# start of Given text

[SSL Observatory] openssl patch: A way to display which root certificate in the browser a SSL certificate is rooted to

Walter Goulet wgoulet at gmail.com
Fri Jul 1 06:13:47 PDT 2011


Thanks Peter this is really helpful. The more I think about this, what I
really want to do is answer the question in the opposite form (which SSL
certs are chained to a given CA cert)? So the root_ca_importance.py is
probably the best place for me to start.

As to my original approach, I'm not sure if that's really necessary. You are
right in that openssl verify stops as soon as it finds 1 valid chain, but
looking at the code it shouldn't be too hard to modify it to search through
all entries in CApath. But that approach requires not just patching openssl
but modifying the schema and rebuilding my database. I think I'll try the
easier route first ;)

Thanks again,
Walter

On Thu, Jun 30, 2011 at 11:30 AM, Peter Eckersley <pde at eff.org> wrote:

> On Thu, Jun 30, 2011 at 01:13:28AM -0500, Walter Goulet wrote:
> > Hi,
> >
> > My perusal of the observatory data is that the acerts and vcerts tables
> > include the issuing cert and a flag indicating whether or not the given
> SSL
> > cert is in the mozilla or microsoft trusted root repositories.
>
> No, moz_valid and ms_valid contain the output of openssl verify called with
> their trusted root repositories /and/ any intermediate CA certs that were
> in
> the chain presented by that webserver.  The intermediates are included with
> the -untrusted flag, so OpenSSL checks signatures from roots before using
> them.
>
> The transvalid column contains the output of openssl verify valled with the
> above /plus/ extra intermediate CA certs that look like they were missing
> from
> the chain presented by the webserver.
>
> > But, the
> > issuing cert is usually just an intermediate cert unless a misbehaving
> root
> > CA is directly signing SSL certs. What I really want to know is which
> > particular root cert in the mozilla/microsoft root repositories is
> vouching
> > for a SSL cert.
>
> The answer will often be several, because of cross-certification of
> intermediate CAs (look at the map of CAs PDF).  It's possible to estimate
> which root CAs are at the tops of the chain by Subject/Issuer and AKID/SKID
> matching amongst the set of valid CAs.
>
> Much of this logic is actually implemented in the root_CA_importance.py
> (and
> SubordinateTracking.py) scripts that you can find in questions/ca_graph/.

# end of Given text
# start of Dataset rows

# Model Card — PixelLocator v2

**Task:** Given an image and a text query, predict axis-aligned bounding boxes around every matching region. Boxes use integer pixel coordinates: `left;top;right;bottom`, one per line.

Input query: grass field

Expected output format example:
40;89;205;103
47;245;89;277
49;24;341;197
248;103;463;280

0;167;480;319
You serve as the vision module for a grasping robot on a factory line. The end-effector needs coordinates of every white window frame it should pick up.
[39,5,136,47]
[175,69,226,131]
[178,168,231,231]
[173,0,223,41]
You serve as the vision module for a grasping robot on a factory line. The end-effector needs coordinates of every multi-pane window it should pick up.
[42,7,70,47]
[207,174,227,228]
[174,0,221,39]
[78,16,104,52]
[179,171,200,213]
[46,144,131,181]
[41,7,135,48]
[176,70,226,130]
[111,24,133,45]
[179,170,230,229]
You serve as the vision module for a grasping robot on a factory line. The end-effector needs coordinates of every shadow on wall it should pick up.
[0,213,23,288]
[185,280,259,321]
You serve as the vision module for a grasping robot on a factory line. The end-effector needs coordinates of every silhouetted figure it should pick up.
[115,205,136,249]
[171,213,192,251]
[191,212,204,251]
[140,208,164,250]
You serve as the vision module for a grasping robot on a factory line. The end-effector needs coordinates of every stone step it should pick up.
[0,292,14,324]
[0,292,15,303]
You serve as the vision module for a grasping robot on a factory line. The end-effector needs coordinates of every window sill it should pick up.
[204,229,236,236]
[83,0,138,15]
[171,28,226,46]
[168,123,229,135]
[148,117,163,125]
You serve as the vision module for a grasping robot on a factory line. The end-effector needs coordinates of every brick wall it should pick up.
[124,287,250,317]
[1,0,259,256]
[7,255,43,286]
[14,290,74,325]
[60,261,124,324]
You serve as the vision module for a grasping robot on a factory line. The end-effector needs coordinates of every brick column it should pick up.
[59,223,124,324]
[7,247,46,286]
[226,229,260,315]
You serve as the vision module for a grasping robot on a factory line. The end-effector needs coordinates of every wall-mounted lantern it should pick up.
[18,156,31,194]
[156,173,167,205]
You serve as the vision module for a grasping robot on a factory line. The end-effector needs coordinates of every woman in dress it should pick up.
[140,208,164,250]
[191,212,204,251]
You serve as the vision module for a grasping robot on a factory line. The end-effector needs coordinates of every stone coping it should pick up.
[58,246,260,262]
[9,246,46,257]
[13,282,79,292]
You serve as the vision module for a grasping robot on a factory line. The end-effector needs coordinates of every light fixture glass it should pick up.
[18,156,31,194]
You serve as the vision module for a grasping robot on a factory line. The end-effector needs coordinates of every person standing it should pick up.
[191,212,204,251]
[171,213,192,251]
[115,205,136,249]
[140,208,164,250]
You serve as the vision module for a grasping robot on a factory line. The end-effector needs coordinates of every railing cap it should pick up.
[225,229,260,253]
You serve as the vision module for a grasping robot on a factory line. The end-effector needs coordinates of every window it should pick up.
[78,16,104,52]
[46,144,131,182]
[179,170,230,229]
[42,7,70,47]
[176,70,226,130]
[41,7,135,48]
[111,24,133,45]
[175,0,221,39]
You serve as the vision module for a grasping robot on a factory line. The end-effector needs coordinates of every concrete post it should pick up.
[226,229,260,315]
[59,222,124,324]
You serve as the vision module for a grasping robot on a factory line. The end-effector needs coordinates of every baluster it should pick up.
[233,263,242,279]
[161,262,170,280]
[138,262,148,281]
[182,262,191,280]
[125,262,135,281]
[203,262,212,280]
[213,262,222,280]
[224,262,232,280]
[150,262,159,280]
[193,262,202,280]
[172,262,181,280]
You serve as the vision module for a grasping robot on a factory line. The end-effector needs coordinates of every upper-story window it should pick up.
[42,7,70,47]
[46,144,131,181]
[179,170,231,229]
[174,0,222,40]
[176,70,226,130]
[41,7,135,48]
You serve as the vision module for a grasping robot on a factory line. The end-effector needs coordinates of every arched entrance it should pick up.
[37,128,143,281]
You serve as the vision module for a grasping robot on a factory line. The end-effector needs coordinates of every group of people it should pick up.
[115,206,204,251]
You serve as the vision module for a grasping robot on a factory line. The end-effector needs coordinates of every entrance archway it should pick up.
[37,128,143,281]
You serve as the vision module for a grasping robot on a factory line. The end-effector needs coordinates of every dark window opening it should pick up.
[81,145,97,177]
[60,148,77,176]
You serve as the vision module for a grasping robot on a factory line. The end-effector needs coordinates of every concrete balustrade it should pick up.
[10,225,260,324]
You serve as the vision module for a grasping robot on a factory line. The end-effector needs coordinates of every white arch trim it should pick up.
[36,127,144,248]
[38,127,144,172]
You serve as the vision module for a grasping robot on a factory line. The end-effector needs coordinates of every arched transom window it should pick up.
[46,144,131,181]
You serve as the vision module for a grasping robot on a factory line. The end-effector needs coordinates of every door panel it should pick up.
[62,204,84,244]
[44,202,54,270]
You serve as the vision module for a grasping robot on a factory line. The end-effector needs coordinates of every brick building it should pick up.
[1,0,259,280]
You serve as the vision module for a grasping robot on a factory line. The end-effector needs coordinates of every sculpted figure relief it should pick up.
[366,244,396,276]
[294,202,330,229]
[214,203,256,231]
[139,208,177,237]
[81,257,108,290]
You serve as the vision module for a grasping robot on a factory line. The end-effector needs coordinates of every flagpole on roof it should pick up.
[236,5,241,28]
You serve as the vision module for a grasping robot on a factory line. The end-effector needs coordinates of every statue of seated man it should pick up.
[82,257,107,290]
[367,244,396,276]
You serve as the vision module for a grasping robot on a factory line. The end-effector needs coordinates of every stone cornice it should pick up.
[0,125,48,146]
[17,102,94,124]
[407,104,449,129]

# end of Dataset rows

**List of tasks:**
[1] In the mailing-list message, which OpenSSL flag is used to include the intermediate CA certs?
[2] Edit the part of the mailing-list message that opens with the words containing "Walter Goulet wgoulet" and closes with "me to start.", changing "helpful" to "useful".

**Answers in order:**
[1] The -untrusted flag.

[2]
Walter Goulet wgoulet at gmail.com
Fri Jul 1 06:13:47 PDT 2011


Thanks Peter this is really useful. The more I think about this, what I
really want to do is answer the question in the opposite form (which SSL
certs are chained to a given CA cert)? So the root_ca_importance.py is
probably the best place for me to start.